- **Task details**
Whatever appears in the listing, return all of it exactly.

++++++++++

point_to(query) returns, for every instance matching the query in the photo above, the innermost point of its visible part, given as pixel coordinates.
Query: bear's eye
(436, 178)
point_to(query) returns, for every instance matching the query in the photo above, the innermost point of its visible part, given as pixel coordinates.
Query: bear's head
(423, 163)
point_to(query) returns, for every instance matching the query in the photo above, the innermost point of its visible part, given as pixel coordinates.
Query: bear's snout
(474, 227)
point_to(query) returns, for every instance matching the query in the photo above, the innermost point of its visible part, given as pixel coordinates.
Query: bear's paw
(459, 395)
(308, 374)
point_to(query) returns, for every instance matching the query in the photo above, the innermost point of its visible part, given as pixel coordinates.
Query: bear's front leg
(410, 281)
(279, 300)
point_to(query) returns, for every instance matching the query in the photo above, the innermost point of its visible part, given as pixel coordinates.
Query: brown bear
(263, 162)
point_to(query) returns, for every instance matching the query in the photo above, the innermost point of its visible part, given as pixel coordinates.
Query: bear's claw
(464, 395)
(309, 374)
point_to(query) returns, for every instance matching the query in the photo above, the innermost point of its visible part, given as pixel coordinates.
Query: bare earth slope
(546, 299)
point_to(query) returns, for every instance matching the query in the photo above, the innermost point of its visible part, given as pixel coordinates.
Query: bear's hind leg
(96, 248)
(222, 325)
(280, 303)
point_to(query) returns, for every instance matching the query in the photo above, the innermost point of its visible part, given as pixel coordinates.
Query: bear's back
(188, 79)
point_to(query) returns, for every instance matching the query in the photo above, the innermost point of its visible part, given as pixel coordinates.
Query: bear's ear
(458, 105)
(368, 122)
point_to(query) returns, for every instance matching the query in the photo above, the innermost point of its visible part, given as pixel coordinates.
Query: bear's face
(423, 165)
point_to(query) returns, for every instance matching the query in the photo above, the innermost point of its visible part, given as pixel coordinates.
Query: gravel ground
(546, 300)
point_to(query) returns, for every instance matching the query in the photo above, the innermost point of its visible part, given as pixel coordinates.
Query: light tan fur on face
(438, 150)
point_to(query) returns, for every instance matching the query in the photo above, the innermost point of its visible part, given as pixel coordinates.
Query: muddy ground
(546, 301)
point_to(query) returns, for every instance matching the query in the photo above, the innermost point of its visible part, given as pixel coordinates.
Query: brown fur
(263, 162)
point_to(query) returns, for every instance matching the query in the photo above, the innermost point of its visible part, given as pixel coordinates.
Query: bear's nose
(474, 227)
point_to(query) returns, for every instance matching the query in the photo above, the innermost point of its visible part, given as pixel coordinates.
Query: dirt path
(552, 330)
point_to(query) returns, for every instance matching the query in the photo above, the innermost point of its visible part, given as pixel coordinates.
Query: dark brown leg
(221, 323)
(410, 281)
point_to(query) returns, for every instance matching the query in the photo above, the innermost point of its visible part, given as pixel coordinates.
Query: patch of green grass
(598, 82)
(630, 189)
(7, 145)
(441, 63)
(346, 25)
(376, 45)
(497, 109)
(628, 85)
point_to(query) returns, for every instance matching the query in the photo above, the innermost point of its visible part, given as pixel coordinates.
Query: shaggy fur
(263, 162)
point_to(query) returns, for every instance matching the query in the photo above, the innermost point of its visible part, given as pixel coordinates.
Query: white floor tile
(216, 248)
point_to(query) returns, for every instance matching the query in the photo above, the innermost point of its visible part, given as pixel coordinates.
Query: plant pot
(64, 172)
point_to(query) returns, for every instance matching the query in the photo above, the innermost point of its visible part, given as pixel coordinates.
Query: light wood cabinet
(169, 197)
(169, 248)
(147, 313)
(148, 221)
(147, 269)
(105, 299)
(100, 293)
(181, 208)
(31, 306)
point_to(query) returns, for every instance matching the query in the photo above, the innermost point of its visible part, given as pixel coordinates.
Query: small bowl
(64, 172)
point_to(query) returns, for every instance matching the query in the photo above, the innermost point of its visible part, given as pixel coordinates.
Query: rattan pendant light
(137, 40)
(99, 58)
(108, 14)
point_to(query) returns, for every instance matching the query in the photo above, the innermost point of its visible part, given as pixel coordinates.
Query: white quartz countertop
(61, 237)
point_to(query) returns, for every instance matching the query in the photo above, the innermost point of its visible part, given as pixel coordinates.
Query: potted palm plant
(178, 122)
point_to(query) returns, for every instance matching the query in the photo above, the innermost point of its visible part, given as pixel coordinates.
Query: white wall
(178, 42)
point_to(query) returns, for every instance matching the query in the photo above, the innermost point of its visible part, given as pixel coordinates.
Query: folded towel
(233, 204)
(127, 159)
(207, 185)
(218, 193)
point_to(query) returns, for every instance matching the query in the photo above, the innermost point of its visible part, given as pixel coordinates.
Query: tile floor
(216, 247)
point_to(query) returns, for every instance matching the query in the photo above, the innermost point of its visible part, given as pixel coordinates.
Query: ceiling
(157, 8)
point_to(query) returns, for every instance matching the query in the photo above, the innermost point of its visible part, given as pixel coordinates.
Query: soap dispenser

++++++++++

- **Response below**
point_to(query) returns, for every instance matching the query in the photo above, the innermost point of its visible part, given as pixel coordinates.
Query: bear's eye
(436, 178)
point_to(query) returns, for every instance matching the query in the photo above, the innermost point of its visible part, given as pixel coordinates.
Query: bear's head
(423, 163)
point_to(query) returns, for every instance matching the query in the photo above, the innermost point of its visible part, given as pixel coordinates.
Query: bear's snout
(474, 227)
point_to(query) returns, for every instance matching the query in the photo above, the innermost point of its visible part, given as pixel coordinates.
Query: bear's paw
(459, 395)
(308, 374)
point_to(query) returns, for every instance matching the query in the photo above, the innermost point of its visible part, given as pixel coordinates.
Query: bear's front leg
(410, 281)
(279, 300)
point_to(query) returns, for every instance matching the query in the photo above, the innermost point of its visible part, given as pixel coordinates.
Query: brown bear
(263, 162)
point_to(query) returns, for every instance matching the query in the photo above, the innermost point of its visible part, given as pixel coordinates.
Query: bear's claw
(464, 395)
(309, 374)
point_to(query) returns, for every instance matching the query in the photo above, the innermost point of its visible part, given as pixel coordinates.
Query: bare earth slope
(546, 299)
point_to(query) returns, for every instance matching the query in the photo above, the innermost point of its visible part, given as pixel coordinates.
Query: bear's hind leg
(96, 248)
(222, 325)
(280, 303)
point_to(query) returns, for every instance matching the query in the photo above, the innermost point of its visible part, given as pixel coordinates.
Query: bear's back
(188, 79)
point_to(query) returns, for every instance matching the query in the photo above, the innermost point of its visible part, given as pixel coordinates.
Query: bear's ear
(458, 105)
(368, 122)
point_to(query) returns, for every instance matching the query in the photo above, the innermost point of its visible part, given as pixel coordinates.
Query: bear's face
(423, 165)
point_to(query) returns, for every instance matching the query in the photo above, the innermost point of its visible part, given as pixel coordinates.
Query: gravel ground
(546, 300)
point_to(query) returns, for every instance matching the query in the photo above, the innermost point of its visible part, given as pixel coordinates.
Query: light tan fur on face
(438, 150)
point_to(query) returns, for every instance matching the query in the photo above, the innermost point of its visible part, given as pixel coordinates.
Query: muddy ground
(546, 301)
point_to(query) returns, for every instance matching the query in the photo above, the innermost point of its visible part, given as pixel coordinates.
Query: brown fur
(263, 162)
point_to(query) returns, for every instance matching the query in the photo above, the innermost point of its visible part, given as pixel coordinates.
Query: bear's nose
(474, 227)
point_to(query) returns, for every instance matching the query in the photo above, the innermost point of its visible part, given as pixel coordinates.
Query: dirt path
(552, 330)
point_to(query) returns, for every instance matching the query in the photo above, the innermost point of its visible part, given as pixel coordinates.
Query: dark brown leg
(221, 323)
(410, 281)
point_to(query) returns, for every instance matching the query in the photo above, the innermost point of its visible part, given as pixel coordinates.
Query: patch of green grass
(598, 82)
(630, 189)
(7, 145)
(441, 63)
(346, 25)
(376, 45)
(497, 109)
(628, 85)
point_to(query) returns, for every instance matching the query in the photo above, the innermost point of its visible part, given as pixel coordinates.
Query: shaggy fur
(263, 162)
point_to(query) returns, for every instance matching the query in the photo above, the innermost point of its visible part, given as pixel coordinates.
Query: white floor tile
(216, 248)
point_to(query) returns, for every instance matching the query in the photo above, the innermost point of its visible part, given as pixel coordinates.
Query: plant pot
(64, 172)
point_to(query) returns, for every instance matching the query in the photo above, the innermost point of its visible part, given as pixel coordinates.
Query: light wood cabinet
(169, 197)
(169, 248)
(147, 313)
(148, 221)
(147, 269)
(105, 299)
(100, 293)
(181, 208)
(31, 306)
point_to(query) returns, for every instance matching the query in the photo above, the innermost point of its visible part, given as pixel coordinates.
Query: small bowl
(64, 172)
point_to(query) returns, for every instance matching the query in the photo above, the innermost point of its visible part, given as pixel coordinates.
Query: rattan pendant light
(137, 40)
(99, 58)
(108, 14)
point_to(query) returns, for every instance matching the query in the photo above, the innermost point of its visible part, given as pixel coordinates.
Query: white quartz countertop
(61, 237)
point_to(query) returns, for every instance matching the query in the photo above, the innermost point of its visible part, given as pixel coordinates.
Query: potted palm plant
(178, 122)
point_to(query) returns, for every instance matching the query in the photo above, the innermost point of its visible part, given as pixel coordinates.
Query: white wall
(178, 42)
point_to(query) returns, for every instance matching the query in the photo above, the innermost point of its visible part, given as pixel coordinates.
Query: folded towel
(233, 204)
(127, 159)
(207, 185)
(218, 193)
point_to(query) returns, for every instance matching the query in the photo above, the innermost point of its visible part, given as pixel coordinates.
Query: tile floor
(216, 247)
point_to(query) returns, for every instance matching the query in the photo above, the innermost point of its visible part, given as pixel coordinates.
Query: ceiling
(157, 8)
point_to(query) returns, for every instance matching the query in the photo above, the innermost point of its visible part, given as pixel coordinates.
Query: soap dispenser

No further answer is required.